### Text to read

The Cultural Easton


My Mom, My Hero

My mom is my hero. Not just because she is my mom, but because of how many obstacles she overcame to create our family.

As I reached each phase of womanhood, I did it by emulating her incredible strength and character. She created a roadmap for her children through her story. I found my own identity as a result.

I’m not sure of the exact timeline of the adversity she underwent, growing up in the thirties and forties as an orphan in Greece. I could only listen to these stories while sipping a bowl of her avgolemono or lentil soup, or eating a freshly baked piece of spanakopita or baklava.

In fact, there was always storytelling involved with cooking, baking and eating. I realize now that she wanted to let us know the details of who she was and where she came from and would only do so with the presence of something positive to balance the negative.

She was born, Theofanula (Light of God) Manthu, to Efthimia and Athanase Manthu, in Katerini, a village in northern Greece, at the base of Mount Olympus, the magical place of the Gods.

And for anyone who has been to Mount Olympus, the presence of the Gods and Goddesses on the trails, while hiking up to the top, is lined with statues around every corner, to remind humans that they are merely sharing this planet with higher entities. It is one of the most magical places on earth, and my mother is a product of that magical place.

At the tender age of five, her mother died of a stroke in the middle of the night, as a result of toxemia. Anytime she spoke of her mother, she would struggle to remember the details of the story. We could tell she was filling in parts of her memories of her mother that were a void, not only in her mind, but also in her heart. The tidbits she shared with us of her mother would change slightly each time she told them. Then she’d smile. Sometimes she would cry.

######
### Provided material

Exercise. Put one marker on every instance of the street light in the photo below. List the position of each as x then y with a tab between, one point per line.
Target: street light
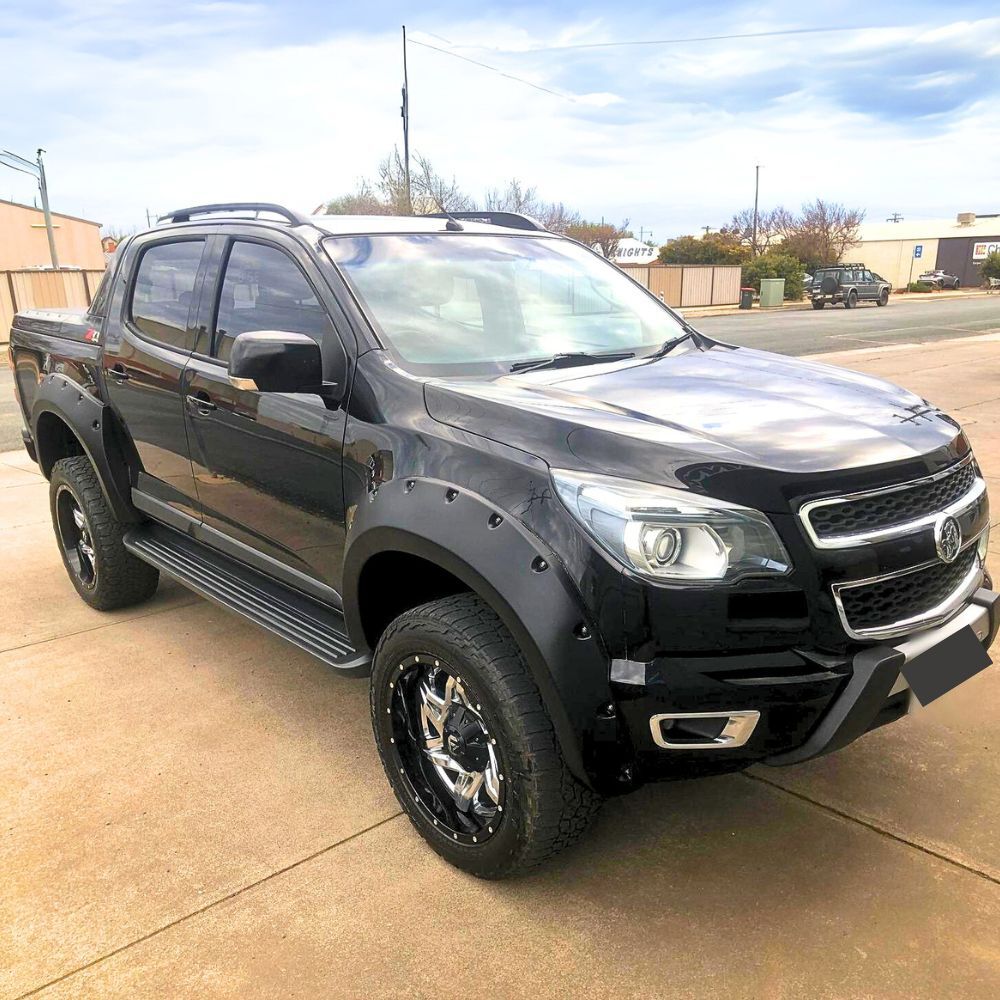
36	170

######

▶ **What to do**:
a - List every dish or food named in the essay "My Mom, My Hero."
b - From the essay "My Mom, My Hero," copy the passage from "She was born, Theofanula" to "that magical place.".
c - Answer these questions using the essay "My Mom, My Hero":
(i) In which village was the mother born?
(ii) How old was she when her own mother died?
(iii) What meaning does the essay give for the name Theofanula?

▶ **Problem solutions**:
a - avgolemono, lentil soup, spanakopita, baklava

b -
She was born, Theofanula (Light of God) Manthu, to Efthimia and Athanase Manthu, in Katerini, a village in northern Greece, at the base of Mount Olympus, the magical place of the Gods.

And for anyone who has been to Mount Olympus, the presence of the Gods and Goddesses on the trails, while hiking up to the top, is lined with statues around every corner, to remind humans that they are merely sharing this planet with higher entities. It is one of the most magical places on earth, and my mother is a product of that magical place.

c -
(i) Katerini
(ii) Five
(iii) Light of God